### Exercise directions
In the Terex Corporation Form 8-K, what total amount of cash did the company pay when it redeemed its 10-3/8% Senior Subordinated Notes due 2011?

### Text provided
-- begin --

UNITED STATES

SECURITIES AND EXCHANGE COMMISSION

 

Washington, D.C. 20549

___________

 

FORM 8-K

 

CURRENT REPORT

PURSUANT TO SECTION 13 OR 15(d) OF THE

SECURITIES EXCHANGE ACT OF 1934

 

Date of report (Date of earliest event reported) August 14, 2006

 

TEREX CORPORATION

(Exact Name of Registrant as Specified in Charter)

 

Delaware

1-10702

34-1531521

(State or Other Jurisdiction

(Commission

(IRS Employer

of Incorporation)

File Number)

Identification No.)

 

 

500 Post Road East, Suite 320, Westport, Connecticut

06880

(Address of Principal Executive Offices)

(Zip Code)

                                          

Registrant's telephone number, including area code (203) 222-7170

 

NOT APPLICABLE

(Former Name or Former Address, if Changed Since Last Report)

 

 

Check the appropriate box below if the Form 8-K filing is intended to simultaneously satisfy the filing obligation of the registrant under any of the following provisions (see General Instruction A.2. below):

 

o Written communications pursuant to Rule 425 under the Securities Act (17 CFR 230.425)

o Soliciting material pursuant to Rule 14a-12 under the Exchange Act (17 CFR 240.14a-12)

o Pre-commencement communications pursuant to Rule 14d-2(b) under the Exchange Act (17 CFR 240.14d-2(b))

o Pre-commencement communications pursuant to Rule 13e-4(c) under the Exchange Act (17 CFR 240.13e-4(c))

 

 


 



 

 

Item 1.02. Termination of a Material Definitive Agreement.

 

Pursuant to its previously announced plans, on August 14, 2006, Terex Corporation (“Terex” or the “Company”) exercised its early redemption option and repaid the remaining outstanding $200 million principal amount of its 10-3/8% Senior Subordinated Notes due 2011 (the “Notes”). The total cash paid was $218.0 million, and included a call premium of 5.188% as set forth in the indenture for the Notes plus accrued interest of $38.33 per $1,000 principal amount at the redemption date. The Bank of New York, trustee under the indenture for the Notes, acted as the paying agent for the Company in connection with this redemption. The Company utilized cash on hand and proceeds from its revolving credit facility for the redemption of the Notes.

-- end --

### Stored data
-- begin --

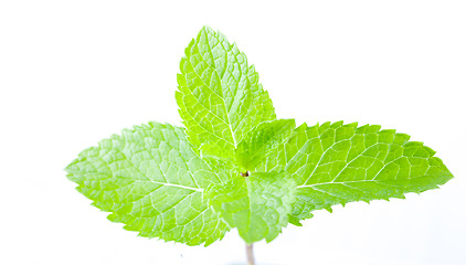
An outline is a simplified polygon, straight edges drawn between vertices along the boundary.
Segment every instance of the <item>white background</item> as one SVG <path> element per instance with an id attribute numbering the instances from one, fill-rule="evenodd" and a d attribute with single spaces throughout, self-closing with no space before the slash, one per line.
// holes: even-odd
<path id="1" fill-rule="evenodd" d="M 0 264 L 233 265 L 146 240 L 89 205 L 63 168 L 123 128 L 181 125 L 176 74 L 202 25 L 256 65 L 279 118 L 380 124 L 455 179 L 407 200 L 319 211 L 255 245 L 261 264 L 466 264 L 465 1 L 1 1 Z"/>

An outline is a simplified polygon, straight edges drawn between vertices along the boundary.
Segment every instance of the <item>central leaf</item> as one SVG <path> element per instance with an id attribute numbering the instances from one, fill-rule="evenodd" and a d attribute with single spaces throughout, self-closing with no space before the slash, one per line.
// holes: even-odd
<path id="1" fill-rule="evenodd" d="M 213 183 L 204 197 L 246 243 L 274 240 L 289 222 L 296 183 L 286 172 L 258 172 Z"/>
<path id="2" fill-rule="evenodd" d="M 177 103 L 194 151 L 226 162 L 244 135 L 275 119 L 254 66 L 226 38 L 204 26 L 186 49 Z"/>

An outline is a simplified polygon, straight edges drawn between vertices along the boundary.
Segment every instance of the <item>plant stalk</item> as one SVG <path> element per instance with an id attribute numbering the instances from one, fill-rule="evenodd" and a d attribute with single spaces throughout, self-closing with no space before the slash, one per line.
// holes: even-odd
<path id="1" fill-rule="evenodd" d="M 246 258 L 247 258 L 247 265 L 255 265 L 254 262 L 254 252 L 253 252 L 253 244 L 248 245 L 246 244 Z"/>

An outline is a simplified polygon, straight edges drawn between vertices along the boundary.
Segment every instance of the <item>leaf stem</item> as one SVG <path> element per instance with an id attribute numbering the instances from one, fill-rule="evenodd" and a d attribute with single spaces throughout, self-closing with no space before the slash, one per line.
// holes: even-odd
<path id="1" fill-rule="evenodd" d="M 253 252 L 253 244 L 246 244 L 246 258 L 247 258 L 247 265 L 254 265 L 254 252 Z"/>

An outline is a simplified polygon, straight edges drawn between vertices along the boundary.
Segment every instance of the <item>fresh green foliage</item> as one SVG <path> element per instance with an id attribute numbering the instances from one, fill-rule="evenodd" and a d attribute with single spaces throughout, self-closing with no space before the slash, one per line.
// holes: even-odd
<path id="1" fill-rule="evenodd" d="M 380 126 L 276 119 L 254 66 L 203 28 L 176 93 L 186 128 L 149 123 L 80 153 L 67 177 L 139 235 L 209 245 L 230 229 L 248 244 L 352 201 L 404 198 L 452 179 L 434 151 Z"/>

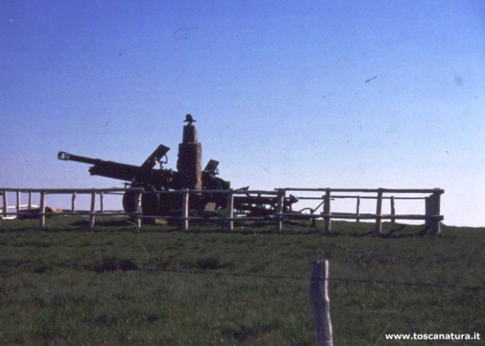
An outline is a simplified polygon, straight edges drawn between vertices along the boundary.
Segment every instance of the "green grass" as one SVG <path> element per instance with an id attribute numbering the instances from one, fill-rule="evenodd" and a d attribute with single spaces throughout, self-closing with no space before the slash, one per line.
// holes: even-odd
<path id="1" fill-rule="evenodd" d="M 485 332 L 485 289 L 470 288 L 485 286 L 484 228 L 420 236 L 420 226 L 385 224 L 376 237 L 364 223 L 334 222 L 328 235 L 319 224 L 279 235 L 147 225 L 139 234 L 123 221 L 85 223 L 58 217 L 39 231 L 37 221 L 2 221 L 1 345 L 312 345 L 306 277 L 321 258 L 335 345 Z"/>

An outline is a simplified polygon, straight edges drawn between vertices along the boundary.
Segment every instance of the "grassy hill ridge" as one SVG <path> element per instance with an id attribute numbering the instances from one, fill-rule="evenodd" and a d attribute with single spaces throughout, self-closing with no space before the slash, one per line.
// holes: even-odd
<path id="1" fill-rule="evenodd" d="M 122 221 L 85 222 L 53 219 L 46 231 L 2 222 L 2 343 L 312 345 L 306 278 L 321 258 L 336 345 L 485 331 L 484 228 L 430 236 L 385 223 L 376 237 L 371 224 L 342 221 L 330 234 L 318 224 L 138 233 Z"/>

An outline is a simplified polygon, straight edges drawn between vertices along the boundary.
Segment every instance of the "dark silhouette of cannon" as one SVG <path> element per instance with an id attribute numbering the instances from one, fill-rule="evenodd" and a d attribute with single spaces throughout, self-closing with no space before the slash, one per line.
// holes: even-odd
<path id="1" fill-rule="evenodd" d="M 91 165 L 91 175 L 98 175 L 125 181 L 127 185 L 143 188 L 141 210 L 143 215 L 169 216 L 177 214 L 182 209 L 182 198 L 179 194 L 160 194 L 157 191 L 182 190 L 227 190 L 231 183 L 216 176 L 219 174 L 219 162 L 209 160 L 201 170 L 202 145 L 197 142 L 195 121 L 188 114 L 184 122 L 182 143 L 179 145 L 177 170 L 164 168 L 168 163 L 168 147 L 159 145 L 139 166 L 108 161 L 59 152 L 58 158 Z M 190 120 L 190 121 L 189 121 Z M 159 167 L 155 166 L 159 164 Z M 248 188 L 239 189 L 247 190 Z M 283 210 L 290 209 L 297 199 L 294 197 L 283 200 Z M 136 211 L 136 194 L 130 190 L 125 192 L 123 207 L 127 212 Z M 246 194 L 234 196 L 233 207 L 240 213 L 249 216 L 265 216 L 276 211 L 276 197 L 261 197 Z M 192 194 L 189 209 L 194 211 L 216 211 L 227 206 L 227 197 L 221 193 Z"/>

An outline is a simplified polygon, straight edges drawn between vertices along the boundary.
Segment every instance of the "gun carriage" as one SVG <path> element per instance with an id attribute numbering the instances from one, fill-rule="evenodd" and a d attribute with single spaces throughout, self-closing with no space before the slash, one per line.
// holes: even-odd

-- end --

### Full response
$218.0 million